(Rows from a dataset)

--- begin ---

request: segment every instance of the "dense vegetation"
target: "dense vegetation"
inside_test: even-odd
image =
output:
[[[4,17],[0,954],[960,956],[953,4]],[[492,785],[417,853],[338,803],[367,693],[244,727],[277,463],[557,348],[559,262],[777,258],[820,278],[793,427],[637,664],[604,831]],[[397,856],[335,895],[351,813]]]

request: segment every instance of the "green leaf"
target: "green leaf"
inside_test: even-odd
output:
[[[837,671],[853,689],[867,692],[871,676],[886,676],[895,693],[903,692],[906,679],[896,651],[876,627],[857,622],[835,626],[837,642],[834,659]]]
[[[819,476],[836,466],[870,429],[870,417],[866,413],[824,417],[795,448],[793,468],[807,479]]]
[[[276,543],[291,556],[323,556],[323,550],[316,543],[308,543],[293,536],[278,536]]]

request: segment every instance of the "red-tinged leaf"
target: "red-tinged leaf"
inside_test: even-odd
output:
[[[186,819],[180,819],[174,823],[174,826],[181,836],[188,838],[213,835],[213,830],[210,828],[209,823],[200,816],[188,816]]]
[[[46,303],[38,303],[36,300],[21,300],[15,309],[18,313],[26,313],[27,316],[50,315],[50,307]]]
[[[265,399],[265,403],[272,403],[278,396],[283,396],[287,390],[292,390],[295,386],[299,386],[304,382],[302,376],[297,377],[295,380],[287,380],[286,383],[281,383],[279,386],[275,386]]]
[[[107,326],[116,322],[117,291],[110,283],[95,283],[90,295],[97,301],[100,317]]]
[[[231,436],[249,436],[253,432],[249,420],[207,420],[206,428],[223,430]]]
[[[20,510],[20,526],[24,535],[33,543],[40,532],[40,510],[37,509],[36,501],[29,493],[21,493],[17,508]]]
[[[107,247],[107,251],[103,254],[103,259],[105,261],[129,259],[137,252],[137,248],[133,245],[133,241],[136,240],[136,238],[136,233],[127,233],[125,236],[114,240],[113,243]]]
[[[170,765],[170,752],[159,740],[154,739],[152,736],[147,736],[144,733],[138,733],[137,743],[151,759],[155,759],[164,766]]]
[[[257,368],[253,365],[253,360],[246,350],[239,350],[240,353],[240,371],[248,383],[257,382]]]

--- end ---

Work to do
Report how many lines of the records contain the word "dense". Give only the number.

Result for this exercise
2